Data items

------

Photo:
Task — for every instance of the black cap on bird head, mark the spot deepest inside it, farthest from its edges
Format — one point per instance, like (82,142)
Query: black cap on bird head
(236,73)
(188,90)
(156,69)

------

■ The task
Rewrite the rows above, replacing every "instance" with "occurrence" and leaving all other text unchanged.

■ Complete output
Photo:
Task — for every occurrence of the black cap on bird head, mark the spot deepest inside it, farthest from its edges
Format — one point per occurrence, like (82,142)
Query: black cap on bird head
(236,73)
(188,90)
(156,69)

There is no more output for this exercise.